*Required task*: Copy out the records below, substituting "Pop quiz" for each "Quick quiz" and leaving all else unchanged.

*Supplied material*:
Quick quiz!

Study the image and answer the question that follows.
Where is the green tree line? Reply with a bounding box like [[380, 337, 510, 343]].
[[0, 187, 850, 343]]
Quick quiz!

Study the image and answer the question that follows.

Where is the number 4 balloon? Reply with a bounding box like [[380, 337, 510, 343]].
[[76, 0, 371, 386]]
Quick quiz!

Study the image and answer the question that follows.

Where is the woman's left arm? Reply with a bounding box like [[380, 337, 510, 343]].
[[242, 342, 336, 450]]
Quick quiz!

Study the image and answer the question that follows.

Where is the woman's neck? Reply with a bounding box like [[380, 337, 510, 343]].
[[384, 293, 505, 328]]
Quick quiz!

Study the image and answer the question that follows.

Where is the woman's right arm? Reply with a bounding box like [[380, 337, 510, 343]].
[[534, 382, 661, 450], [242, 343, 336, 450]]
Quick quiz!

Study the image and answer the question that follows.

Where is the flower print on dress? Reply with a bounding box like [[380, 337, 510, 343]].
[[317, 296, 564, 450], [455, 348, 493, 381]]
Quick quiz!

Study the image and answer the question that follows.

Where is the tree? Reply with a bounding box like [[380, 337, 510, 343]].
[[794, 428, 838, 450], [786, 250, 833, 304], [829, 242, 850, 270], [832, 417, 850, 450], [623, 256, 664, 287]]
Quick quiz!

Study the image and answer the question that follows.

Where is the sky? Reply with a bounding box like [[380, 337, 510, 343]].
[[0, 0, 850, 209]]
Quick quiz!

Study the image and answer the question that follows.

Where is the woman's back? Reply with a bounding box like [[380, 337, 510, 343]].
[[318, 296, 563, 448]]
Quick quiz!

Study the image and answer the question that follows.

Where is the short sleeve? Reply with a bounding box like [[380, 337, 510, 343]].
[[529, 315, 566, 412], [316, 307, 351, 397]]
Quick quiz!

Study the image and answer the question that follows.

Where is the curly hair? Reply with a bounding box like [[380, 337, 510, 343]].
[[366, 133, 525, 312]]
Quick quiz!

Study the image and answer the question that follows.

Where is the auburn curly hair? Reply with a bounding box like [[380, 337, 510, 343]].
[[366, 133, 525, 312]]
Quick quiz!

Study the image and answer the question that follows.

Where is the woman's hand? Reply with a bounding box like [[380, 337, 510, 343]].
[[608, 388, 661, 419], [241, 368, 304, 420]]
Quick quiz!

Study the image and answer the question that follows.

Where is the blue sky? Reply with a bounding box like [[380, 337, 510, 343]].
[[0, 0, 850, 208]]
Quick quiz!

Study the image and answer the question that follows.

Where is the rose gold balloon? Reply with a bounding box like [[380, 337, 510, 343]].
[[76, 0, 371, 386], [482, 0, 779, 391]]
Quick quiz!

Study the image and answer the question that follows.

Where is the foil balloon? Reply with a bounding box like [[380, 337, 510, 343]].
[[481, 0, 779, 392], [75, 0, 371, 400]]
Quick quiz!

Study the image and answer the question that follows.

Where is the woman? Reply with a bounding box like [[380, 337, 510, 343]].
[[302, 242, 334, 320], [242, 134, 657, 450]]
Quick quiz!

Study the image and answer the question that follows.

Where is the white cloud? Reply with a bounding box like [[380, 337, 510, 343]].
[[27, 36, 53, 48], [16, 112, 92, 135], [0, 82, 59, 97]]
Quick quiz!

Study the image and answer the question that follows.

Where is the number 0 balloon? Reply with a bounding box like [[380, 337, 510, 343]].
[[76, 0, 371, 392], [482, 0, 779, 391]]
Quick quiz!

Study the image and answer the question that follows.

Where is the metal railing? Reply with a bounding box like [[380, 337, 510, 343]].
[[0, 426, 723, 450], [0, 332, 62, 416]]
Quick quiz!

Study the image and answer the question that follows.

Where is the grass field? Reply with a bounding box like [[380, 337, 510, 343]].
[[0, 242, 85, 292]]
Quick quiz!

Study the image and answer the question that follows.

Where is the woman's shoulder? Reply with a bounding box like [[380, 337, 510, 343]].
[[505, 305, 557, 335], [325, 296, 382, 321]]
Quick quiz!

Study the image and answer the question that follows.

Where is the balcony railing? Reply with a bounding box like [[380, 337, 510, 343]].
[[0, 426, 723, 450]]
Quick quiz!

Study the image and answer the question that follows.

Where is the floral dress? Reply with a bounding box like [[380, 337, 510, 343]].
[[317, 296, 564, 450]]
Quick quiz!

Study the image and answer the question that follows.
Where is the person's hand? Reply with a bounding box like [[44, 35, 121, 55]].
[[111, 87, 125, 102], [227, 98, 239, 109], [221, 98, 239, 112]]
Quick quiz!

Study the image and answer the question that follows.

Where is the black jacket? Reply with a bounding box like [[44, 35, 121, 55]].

*Written answer*:
Pop quiz!

Study the image and answer the question that follows.
Where is the green tree line? Reply with a bounding box like [[380, 337, 510, 343]].
[[0, 187, 850, 343]]
Pop quiz!

Study the image and answer the question that follows.

Where is the number 4 balloon? Reply with a bounding box like [[380, 337, 510, 343]].
[[76, 0, 371, 386]]
Pop quiz!

Study the image and answer the question that follows.

Where is the woman's left arm? Reply with a bounding box like [[380, 337, 510, 343]].
[[242, 342, 336, 450]]
Pop quiz!

Study the image and answer the question that follows.

Where is the woman's neck? Reply with a bounding box like [[380, 337, 510, 343]].
[[384, 293, 505, 328]]
Pop quiz!

Study the image and answer the question that follows.

Where is the woman's right arm? Reply with a bounding box like [[380, 337, 510, 343]].
[[534, 382, 661, 450], [242, 343, 336, 450]]
Pop quiz!

Study the image and answer the question that follows.

Where is the flower print on dress? Reply with a bounding box like [[380, 337, 510, 343]].
[[317, 296, 564, 450], [455, 348, 493, 381]]
Pop quiz!

Study the image and answer the question that follows.

Where is the tree? Reply with a bounding box like [[380, 337, 510, 343]].
[[794, 428, 838, 450], [786, 250, 833, 304], [829, 242, 850, 270], [832, 417, 850, 450], [623, 256, 664, 287]]
Pop quiz!

Study the image and answer the question that follows.

Where is the sky? Reply with a bounding box like [[380, 337, 510, 343]].
[[0, 0, 850, 209]]
Pop quiz!

Study the image and answer the question that follows.

Where is the woman's back? Reply with a bounding box like [[380, 337, 510, 343]].
[[318, 296, 563, 448]]
Pop quiz!

Study the image and answer the question that follows.

Where is the short sleeve? Reply with a bounding box like [[380, 337, 510, 343]].
[[529, 315, 566, 412], [316, 307, 351, 397]]
Pop quiz!

Study the image and answer the question that follows.

Where is the curly hair? Reply with a bounding box like [[380, 337, 510, 343]].
[[366, 133, 525, 312]]
Pop quiz!

Study the image and answer the question that follows.

Where is the auburn curly hair? Reply with a bounding box like [[380, 337, 510, 343]].
[[366, 133, 525, 312]]
Pop quiz!

Study the image and answer the question that follows.

Where is the woman's hand? Reply with a bounding box like [[380, 337, 510, 343]].
[[608, 388, 661, 419], [241, 368, 304, 420]]
Pop quiz!

Study the image and answer the question that follows.

Where is the blue sky? Reply with a bounding box like [[380, 337, 510, 343]].
[[0, 0, 850, 208]]
Pop quiz!

Study the image and answer the question that follows.

Where is the rose gold balloon? Reply with a bounding box like [[380, 337, 510, 343]].
[[76, 0, 371, 386], [482, 0, 779, 391]]
Pop quiz!

Study the image and answer the question that follows.

Where is the foil balloon? Reply with a bounding box like [[380, 337, 510, 343]].
[[481, 0, 779, 392], [75, 0, 371, 400]]
Pop quiz!

Study the image and answer the question that follows.

Where is the woman? Reply with a bounding box like [[380, 337, 510, 343]].
[[302, 242, 334, 320], [242, 134, 657, 450]]
Pop quiz!

Study the image and answer the question that follows.

Where is the white cloud? Reply with a bounding box like [[380, 337, 510, 343]].
[[27, 36, 53, 48], [16, 112, 92, 135], [0, 82, 59, 97]]
Pop quiz!

Study the image and answer the question that follows.

Where is the number 0 balloon? Reply with a bounding box like [[380, 337, 510, 343]].
[[76, 0, 371, 392], [482, 0, 779, 391]]
Pop quiz!

Study the image and answer the question that follows.

Where is the metal railing? Reply with a bounding box like [[380, 337, 510, 343]].
[[0, 426, 723, 450], [0, 332, 62, 416]]
Pop quiz!

Study the image and answer the question that follows.

Where is the grass field? Reply with a bounding box like [[380, 337, 510, 343]].
[[0, 242, 85, 292]]
Pop quiz!

Study the image and answer the question that follows.

Where is the woman's shoulder? Reply with a bounding box like [[380, 337, 510, 343]].
[[505, 305, 557, 335], [325, 296, 382, 321]]
Pop quiz!

Study the image and answer the question that follows.

Where is the balcony railing? Reply with a bounding box like [[380, 337, 510, 343]].
[[0, 426, 723, 450]]
Pop quiz!

Study the image and answer the question that follows.

Where is the floral dress? Reply with a bounding box like [[380, 337, 510, 343]].
[[317, 296, 564, 450]]
Pop quiz!

Study the image and answer the question that follows.
Where is the person's hand? Reply with a bounding box like [[44, 35, 121, 55]].
[[111, 87, 125, 102], [227, 98, 239, 109], [221, 98, 239, 112]]
Pop quiz!

Study the image and answer the question that follows.

Where is the black jacket? Reply with a bounding box like [[44, 35, 121, 55]].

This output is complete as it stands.